Во-первых, он должен быть титаническим по объёму. Уже сам вид пухлого тома должен действовать на интеллектуала, взявшего его в руки как кантовское возвышенное. «К культуре приобщаюсь, к интеллекту. Дело нелёгкое».
Во-вторых, он должен быть максимально скучным. То есть настолько, чтоб мухи падали на лету, а сил у читающего хватало лишь на то, чтобы одолеть страницу-две на сон грядущий. Глубокое не может не быть скучным – это прописная истина. Потому нудность изложения и полное изгнание интереса из книги создаёт у читателя, который зачисляет себя в интеллектуалы, не желание выбросить пухлый том, а наоборот брать в руки, брать приступом как крепость, как твердыню, раз за разом. Потому что здесь не скука, здесь смакование борьбы, самоистязания.
В-третьих, роман должен быть максимально удалён от жизни. Последнее условие весьма приятно и удобно для автора. Оно практически всегда выполняется. Современные книги в этом смысле не исключение: герои либо едут куда-то далеко-далеко (в Панджруд какой-нибудь, как у Волоса), либо сидят в какой-то дикой глуши (Казахстан, сектанты, это уже Шаров), находятся в другом времени (подобно герою «Лавра» Водолазкина), а то и вовсе внаглую существуют только в авторском воображении (как в леоновской «Пирамиде»).
Удалённость от жизни позволяет автору ничего не объяснять, и не стеснять себя обязательствами правдоподобия и психологической достоверности. Роман идей – какое тут правдоподобие? Зачем оно? Здесь о высоком и глубоком. Ну и это не просто Древняя Русь или СССР, а так их идейный, интеллектуальный образ, непонятно что ли? Так что не надо, при чтении, к примеру, «Возвращения в Египет» Шарова лезть с претензиями по поводу того, что советские граждане не могли так крепко сидеть на религиозном опиуме, и думать только судьбе народа израилева и Египта в светлую годину строительства коммунизма.
Апелляция к идеям (не для дураков писано), снимает потребность в создании хоть какой-то видимости действия. Какое такое действие, какой такой интерес? Не видишь, мы думаем!
Претензия на интеллектуализм делает необязательным то, за что автора обычного произведения, неинтеллектуального, давным-давно бы уже побили каменьями с криками «сюжет? сюжет где?»
Здесь сюжет необязателен. Можно и нужно писать долго, нудно и коряво. Ведь роман-то интеллектуальный. Хотите сюжета и действия? Читайте Д.Х. Чейза и Картера Брауна.

Записи для разметки областей
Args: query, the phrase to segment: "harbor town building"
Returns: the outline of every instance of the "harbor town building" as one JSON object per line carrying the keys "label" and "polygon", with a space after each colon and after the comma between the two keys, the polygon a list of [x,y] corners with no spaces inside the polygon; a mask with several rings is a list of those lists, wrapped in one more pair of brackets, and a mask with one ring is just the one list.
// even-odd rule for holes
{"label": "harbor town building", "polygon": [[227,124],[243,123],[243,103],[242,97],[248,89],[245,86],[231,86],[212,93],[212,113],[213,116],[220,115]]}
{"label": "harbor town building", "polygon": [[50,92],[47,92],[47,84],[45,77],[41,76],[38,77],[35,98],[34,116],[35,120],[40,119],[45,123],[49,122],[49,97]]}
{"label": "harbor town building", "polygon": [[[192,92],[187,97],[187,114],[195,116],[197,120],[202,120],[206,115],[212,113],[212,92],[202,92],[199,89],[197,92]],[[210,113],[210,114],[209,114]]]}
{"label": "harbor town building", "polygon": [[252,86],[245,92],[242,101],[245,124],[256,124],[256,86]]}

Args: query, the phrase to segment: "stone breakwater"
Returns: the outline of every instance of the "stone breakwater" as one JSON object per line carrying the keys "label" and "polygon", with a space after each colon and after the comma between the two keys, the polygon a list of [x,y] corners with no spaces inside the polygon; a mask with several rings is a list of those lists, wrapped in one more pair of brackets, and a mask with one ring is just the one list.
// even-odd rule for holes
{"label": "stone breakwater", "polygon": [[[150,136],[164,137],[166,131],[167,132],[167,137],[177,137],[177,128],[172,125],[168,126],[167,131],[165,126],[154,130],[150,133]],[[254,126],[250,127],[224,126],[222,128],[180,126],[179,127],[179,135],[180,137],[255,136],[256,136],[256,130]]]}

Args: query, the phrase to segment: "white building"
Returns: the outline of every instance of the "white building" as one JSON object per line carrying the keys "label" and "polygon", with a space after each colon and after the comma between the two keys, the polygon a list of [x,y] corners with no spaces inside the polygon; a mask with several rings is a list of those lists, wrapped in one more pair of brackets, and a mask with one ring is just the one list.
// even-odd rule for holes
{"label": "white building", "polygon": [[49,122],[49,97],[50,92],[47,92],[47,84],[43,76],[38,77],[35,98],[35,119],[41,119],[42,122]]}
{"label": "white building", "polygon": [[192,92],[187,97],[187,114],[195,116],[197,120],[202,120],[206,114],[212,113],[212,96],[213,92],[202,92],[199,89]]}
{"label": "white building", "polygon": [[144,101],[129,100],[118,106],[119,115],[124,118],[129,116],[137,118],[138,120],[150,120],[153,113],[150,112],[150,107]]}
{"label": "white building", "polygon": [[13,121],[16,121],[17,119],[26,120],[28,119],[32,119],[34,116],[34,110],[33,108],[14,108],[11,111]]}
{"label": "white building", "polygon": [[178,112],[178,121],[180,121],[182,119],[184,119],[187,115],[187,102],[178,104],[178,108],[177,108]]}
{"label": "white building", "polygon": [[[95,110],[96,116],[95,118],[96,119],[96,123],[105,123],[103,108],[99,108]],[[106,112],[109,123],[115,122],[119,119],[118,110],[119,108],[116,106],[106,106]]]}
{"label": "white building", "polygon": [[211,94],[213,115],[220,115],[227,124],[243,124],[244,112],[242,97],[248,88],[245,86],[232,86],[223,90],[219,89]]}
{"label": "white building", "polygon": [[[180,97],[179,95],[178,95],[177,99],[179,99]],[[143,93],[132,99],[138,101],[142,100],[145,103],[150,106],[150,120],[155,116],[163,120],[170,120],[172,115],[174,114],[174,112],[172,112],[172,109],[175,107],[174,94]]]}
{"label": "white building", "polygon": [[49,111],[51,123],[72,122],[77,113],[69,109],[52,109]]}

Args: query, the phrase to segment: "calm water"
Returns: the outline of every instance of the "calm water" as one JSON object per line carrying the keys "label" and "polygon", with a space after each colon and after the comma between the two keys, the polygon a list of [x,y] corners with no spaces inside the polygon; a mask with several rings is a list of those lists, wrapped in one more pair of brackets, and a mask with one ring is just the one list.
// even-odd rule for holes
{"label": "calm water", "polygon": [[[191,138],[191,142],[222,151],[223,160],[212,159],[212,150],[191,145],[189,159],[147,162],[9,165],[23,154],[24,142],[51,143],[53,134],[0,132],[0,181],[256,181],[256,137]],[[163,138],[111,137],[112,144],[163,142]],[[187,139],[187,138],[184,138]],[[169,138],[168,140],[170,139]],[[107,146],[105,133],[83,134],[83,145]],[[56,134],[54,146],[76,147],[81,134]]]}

* [ЗАДАНИЯ]:
1) Книги каких авторов статья советует читать тем, кому нужны сюжет и действие?
2) Перечислите все требования к роману, которые называет статья.

* [ПИСЬМЕННЫЕ ОТВЕТЫ]:
1) Книги Д.Х. Чейза и Картера Брауна.

2) Роман должен быть титаническим по объёму, максимально скучным и максимально удалённым от жизни.